● **WRITTEN INSTRUCTION**
Put every line of the records from the one containing "- **Target object**: baseboard" down to the one containing "[0,68,640,294]", both ends included, into a Markdown table with the columns n for the row number and Line for the line itself. Leave out blank lines.

Source records
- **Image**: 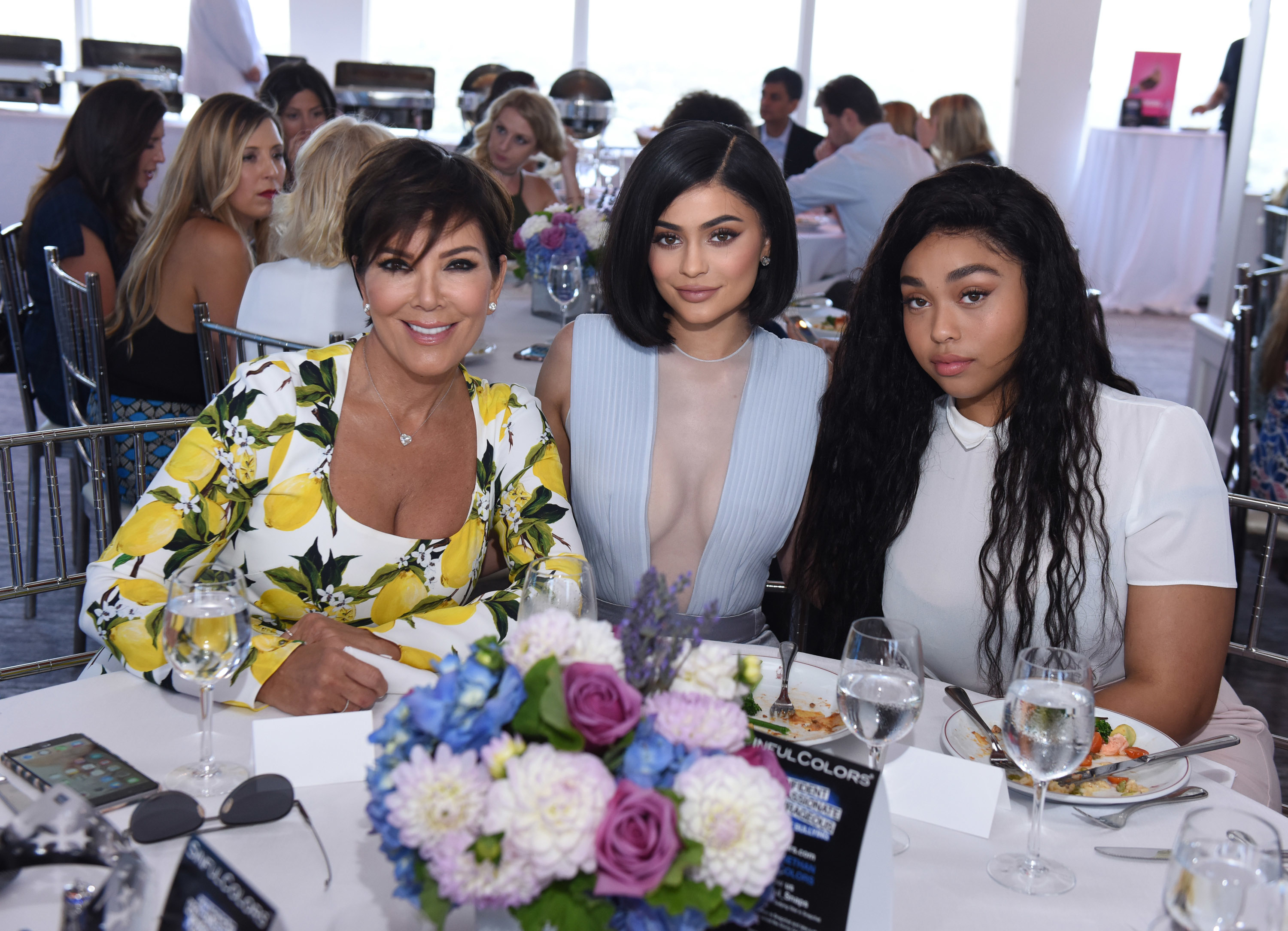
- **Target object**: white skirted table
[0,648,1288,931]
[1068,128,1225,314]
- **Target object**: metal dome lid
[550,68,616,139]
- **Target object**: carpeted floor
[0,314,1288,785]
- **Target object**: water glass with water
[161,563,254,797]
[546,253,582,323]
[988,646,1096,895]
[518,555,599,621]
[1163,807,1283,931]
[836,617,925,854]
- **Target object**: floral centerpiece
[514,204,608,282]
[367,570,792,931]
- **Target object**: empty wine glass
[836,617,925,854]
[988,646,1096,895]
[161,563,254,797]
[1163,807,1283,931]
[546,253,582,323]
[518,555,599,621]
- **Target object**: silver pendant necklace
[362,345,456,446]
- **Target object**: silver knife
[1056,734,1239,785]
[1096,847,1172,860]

==

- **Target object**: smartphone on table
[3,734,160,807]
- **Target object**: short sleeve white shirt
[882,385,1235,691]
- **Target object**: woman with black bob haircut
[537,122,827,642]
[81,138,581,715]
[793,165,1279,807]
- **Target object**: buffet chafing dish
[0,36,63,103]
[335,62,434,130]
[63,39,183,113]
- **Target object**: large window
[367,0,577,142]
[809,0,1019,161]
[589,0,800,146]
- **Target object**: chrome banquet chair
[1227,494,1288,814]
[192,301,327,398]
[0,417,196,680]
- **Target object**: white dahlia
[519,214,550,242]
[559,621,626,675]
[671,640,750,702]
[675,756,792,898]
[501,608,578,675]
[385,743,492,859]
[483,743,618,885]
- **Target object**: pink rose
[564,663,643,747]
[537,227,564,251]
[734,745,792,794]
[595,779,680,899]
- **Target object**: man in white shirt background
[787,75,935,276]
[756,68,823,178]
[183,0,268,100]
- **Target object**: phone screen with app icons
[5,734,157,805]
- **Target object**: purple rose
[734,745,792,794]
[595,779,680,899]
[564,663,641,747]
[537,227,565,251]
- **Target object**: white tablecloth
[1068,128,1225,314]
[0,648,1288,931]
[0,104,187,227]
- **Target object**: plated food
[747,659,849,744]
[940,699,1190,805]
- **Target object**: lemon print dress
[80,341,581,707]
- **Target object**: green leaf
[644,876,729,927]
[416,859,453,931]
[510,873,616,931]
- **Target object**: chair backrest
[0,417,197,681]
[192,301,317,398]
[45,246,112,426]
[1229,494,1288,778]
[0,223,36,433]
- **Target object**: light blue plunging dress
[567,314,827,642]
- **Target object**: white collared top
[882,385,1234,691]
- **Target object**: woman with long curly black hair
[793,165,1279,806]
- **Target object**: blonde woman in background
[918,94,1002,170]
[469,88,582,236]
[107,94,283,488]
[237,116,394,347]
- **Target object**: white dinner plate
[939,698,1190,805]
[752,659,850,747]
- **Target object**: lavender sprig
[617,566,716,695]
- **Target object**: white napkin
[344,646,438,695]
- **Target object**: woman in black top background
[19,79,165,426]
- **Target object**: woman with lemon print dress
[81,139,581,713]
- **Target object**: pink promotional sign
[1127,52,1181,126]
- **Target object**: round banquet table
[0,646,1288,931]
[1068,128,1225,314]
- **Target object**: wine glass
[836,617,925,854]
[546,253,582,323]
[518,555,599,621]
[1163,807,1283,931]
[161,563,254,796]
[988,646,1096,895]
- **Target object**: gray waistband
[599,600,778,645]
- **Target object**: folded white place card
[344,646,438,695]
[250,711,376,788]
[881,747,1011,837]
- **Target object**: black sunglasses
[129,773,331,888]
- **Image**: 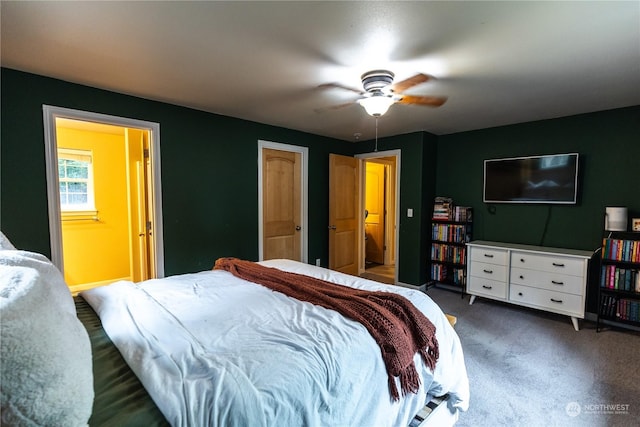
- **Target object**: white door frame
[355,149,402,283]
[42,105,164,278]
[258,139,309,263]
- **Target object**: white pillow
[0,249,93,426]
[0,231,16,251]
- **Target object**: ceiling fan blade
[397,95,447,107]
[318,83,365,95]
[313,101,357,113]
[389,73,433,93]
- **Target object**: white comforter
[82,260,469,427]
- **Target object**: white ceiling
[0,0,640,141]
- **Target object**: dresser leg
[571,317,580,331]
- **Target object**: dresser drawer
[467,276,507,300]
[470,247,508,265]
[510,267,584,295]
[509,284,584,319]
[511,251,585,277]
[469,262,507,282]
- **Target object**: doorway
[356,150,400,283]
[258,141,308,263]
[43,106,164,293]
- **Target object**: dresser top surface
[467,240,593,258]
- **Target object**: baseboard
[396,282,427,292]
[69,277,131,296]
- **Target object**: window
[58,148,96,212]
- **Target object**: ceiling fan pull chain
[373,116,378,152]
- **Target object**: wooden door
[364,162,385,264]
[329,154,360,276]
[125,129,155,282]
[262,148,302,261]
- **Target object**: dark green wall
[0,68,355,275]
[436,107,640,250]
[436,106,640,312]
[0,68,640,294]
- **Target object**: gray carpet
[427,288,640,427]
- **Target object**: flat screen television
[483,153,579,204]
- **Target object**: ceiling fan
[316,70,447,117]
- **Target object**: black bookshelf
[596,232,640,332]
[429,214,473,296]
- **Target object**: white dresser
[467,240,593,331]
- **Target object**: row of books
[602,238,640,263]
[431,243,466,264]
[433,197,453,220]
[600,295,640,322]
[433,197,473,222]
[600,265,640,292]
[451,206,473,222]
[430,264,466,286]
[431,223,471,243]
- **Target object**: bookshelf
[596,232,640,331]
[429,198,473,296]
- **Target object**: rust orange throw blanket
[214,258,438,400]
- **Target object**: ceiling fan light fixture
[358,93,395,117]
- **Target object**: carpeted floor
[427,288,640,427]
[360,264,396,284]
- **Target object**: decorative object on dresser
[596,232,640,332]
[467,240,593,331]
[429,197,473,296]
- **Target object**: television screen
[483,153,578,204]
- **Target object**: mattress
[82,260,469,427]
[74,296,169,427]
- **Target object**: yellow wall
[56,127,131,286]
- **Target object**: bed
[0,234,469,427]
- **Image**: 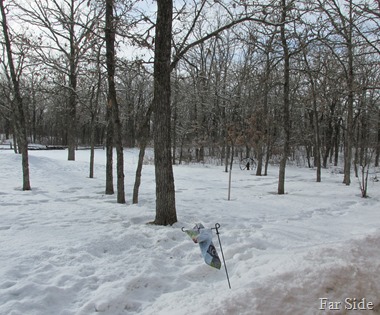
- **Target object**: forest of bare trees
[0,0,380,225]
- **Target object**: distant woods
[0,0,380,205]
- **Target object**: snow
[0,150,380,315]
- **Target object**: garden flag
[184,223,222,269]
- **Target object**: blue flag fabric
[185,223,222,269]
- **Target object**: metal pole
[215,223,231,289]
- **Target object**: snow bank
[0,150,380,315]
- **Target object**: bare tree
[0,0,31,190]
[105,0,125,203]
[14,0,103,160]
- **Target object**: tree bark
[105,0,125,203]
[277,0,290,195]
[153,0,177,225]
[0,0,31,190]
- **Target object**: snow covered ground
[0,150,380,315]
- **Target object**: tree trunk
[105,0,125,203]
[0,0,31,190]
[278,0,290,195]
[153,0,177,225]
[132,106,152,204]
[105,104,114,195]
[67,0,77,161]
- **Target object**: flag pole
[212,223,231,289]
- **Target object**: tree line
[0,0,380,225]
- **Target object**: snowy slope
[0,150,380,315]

● **THE OUTPUT**
| n | Line |
|---|---|
| 1 | - **Target object**: baseboard |
| 2 | [396,282,427,292] |
| 3 | [69,277,131,296] |
| 4 | - **Target object**: window |
| 5 | [58,148,96,212] |
| 6 | - **Target object**: ceiling fan pull chain |
| 7 | [373,116,378,152] |
| 8 | - **Target object**: wooden door |
| 9 | [364,162,385,264] |
| 10 | [329,154,360,276] |
| 11 | [125,129,155,282] |
| 12 | [262,148,302,261] |
| 13 | - **Target object**: dark green wall |
| 14 | [0,68,355,275] |
| 15 | [436,107,640,250] |
| 16 | [436,106,640,312] |
| 17 | [0,68,640,294] |